▶ [EXERCISE AIM]:
Please present the items below as a numbered list, leaving out any blank lines.

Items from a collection

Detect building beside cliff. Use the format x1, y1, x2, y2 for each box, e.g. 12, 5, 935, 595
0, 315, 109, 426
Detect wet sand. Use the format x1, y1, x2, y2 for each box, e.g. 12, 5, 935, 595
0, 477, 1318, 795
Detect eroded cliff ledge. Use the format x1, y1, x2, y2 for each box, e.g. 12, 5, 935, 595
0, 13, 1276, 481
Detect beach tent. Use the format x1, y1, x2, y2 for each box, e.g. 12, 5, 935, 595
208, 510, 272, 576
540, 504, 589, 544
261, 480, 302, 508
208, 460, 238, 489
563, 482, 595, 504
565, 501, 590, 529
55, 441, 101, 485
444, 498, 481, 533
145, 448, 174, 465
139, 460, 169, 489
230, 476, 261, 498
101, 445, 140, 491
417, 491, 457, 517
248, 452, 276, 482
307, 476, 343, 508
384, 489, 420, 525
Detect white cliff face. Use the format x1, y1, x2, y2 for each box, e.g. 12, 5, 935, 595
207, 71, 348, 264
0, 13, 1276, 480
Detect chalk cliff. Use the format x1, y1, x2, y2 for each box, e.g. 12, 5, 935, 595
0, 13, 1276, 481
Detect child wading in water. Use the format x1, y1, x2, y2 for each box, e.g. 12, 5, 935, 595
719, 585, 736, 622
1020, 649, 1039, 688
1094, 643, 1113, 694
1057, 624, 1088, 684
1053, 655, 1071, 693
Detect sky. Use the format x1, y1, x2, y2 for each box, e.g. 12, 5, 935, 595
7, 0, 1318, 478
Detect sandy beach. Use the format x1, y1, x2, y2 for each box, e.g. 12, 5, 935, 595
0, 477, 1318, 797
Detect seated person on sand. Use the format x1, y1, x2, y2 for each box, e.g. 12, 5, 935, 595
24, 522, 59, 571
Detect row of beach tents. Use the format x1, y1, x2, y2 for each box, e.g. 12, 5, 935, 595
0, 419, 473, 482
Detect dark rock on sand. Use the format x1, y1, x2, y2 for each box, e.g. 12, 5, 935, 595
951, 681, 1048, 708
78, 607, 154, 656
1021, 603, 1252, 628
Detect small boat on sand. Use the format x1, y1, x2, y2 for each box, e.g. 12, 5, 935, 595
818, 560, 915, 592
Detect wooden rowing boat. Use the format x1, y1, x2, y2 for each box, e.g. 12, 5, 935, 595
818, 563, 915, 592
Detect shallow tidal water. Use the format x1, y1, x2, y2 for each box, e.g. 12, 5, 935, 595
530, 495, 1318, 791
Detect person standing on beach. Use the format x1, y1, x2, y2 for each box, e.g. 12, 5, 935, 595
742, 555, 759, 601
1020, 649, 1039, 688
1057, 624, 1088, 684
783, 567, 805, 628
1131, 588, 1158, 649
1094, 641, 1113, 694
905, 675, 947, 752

▶ [EXPECTED ANSWER]:
1. Detect building beside cliff. Use the format x1, y1, x2, y2 for each box, e.g. 12, 5, 935, 595
2. 0, 315, 109, 426
3. Detect wet sand. Use the format x1, y1, x2, y2 for each box, e.g. 12, 5, 935, 595
4. 0, 477, 1318, 795
5. Detect eroded cliff ledge. Use the format x1, y1, x2, y2 for each box, e.g. 12, 5, 935, 595
6. 0, 13, 1276, 481
7. Detect beach tent. Use the format x1, y1, x2, y2 for each box, e.g. 12, 5, 935, 595
8. 208, 510, 272, 576
9. 540, 504, 589, 544
10. 261, 480, 302, 508
11. 208, 460, 238, 489
12. 563, 482, 595, 504
13. 565, 501, 590, 529
14. 55, 441, 101, 485
15. 444, 498, 481, 533
16. 145, 448, 174, 465
17. 139, 460, 169, 489
18. 230, 476, 261, 498
19. 101, 445, 140, 491
20. 417, 491, 457, 517
21. 248, 452, 276, 482
22. 307, 476, 343, 508
23. 384, 489, 420, 525
24. Detect white cliff face. Use the format x1, y1, x2, y2 for each box, e.g. 12, 5, 935, 595
25. 207, 71, 348, 264
26. 0, 13, 1276, 480
27. Detect chalk cliff. Use the format x1, y1, x2, y2 for each box, e.g. 12, 5, 935, 595
28. 0, 13, 1276, 481
29. Detect child wading in water. Use the format x1, y1, x2, y2 for each box, e.g. 12, 5, 935, 595
30. 719, 585, 736, 622
31. 1020, 649, 1039, 688
32. 1094, 643, 1113, 694
33. 1057, 624, 1088, 684
34. 1053, 655, 1071, 693
35. Detect sky. Use the format x1, y1, x2, y2 for each box, e.g. 12, 5, 935, 595
36. 7, 0, 1318, 478
37. Detect sandy beach. Use the format x1, y1, x2, y2 for each box, e.g. 12, 5, 935, 595
38. 0, 477, 1318, 797
39. Detect seated person on sand. Use the format x1, y1, x2, y2 for each box, e.g. 12, 5, 935, 595
40. 24, 522, 59, 571
41. Detect row of beach tents. Use the format x1, y1, x2, y2 for each box, e.g. 12, 5, 935, 595
42. 0, 419, 473, 482
43. Detect dark rock on sand. Use the format x1, y1, x2, y2 for each box, e.g. 12, 5, 935, 595
44. 951, 681, 1048, 708
45. 78, 607, 154, 656
46. 1021, 603, 1252, 628
47. Detect small boat on sand. Use the format x1, y1, x2, y2 for each box, e.g. 12, 5, 935, 595
48. 818, 560, 915, 592
49. Detect wooden rowing boat. Use the format x1, y1, x2, y2 for each box, e.g. 12, 5, 935, 595
50. 818, 563, 915, 592
51. Detect shallow tidal water. Use the format x1, y1, x2, y2 for each box, e.g. 12, 5, 935, 595
52. 530, 495, 1318, 791
53. Detect person standing on beach. Use the format x1, y1, x2, y2 for each box, e.g. 12, 5, 935, 595
54. 742, 555, 759, 601
55. 1020, 649, 1039, 688
56. 1057, 624, 1088, 684
57. 783, 567, 805, 628
58. 1131, 588, 1158, 649
59. 1094, 641, 1113, 694
60. 905, 675, 947, 752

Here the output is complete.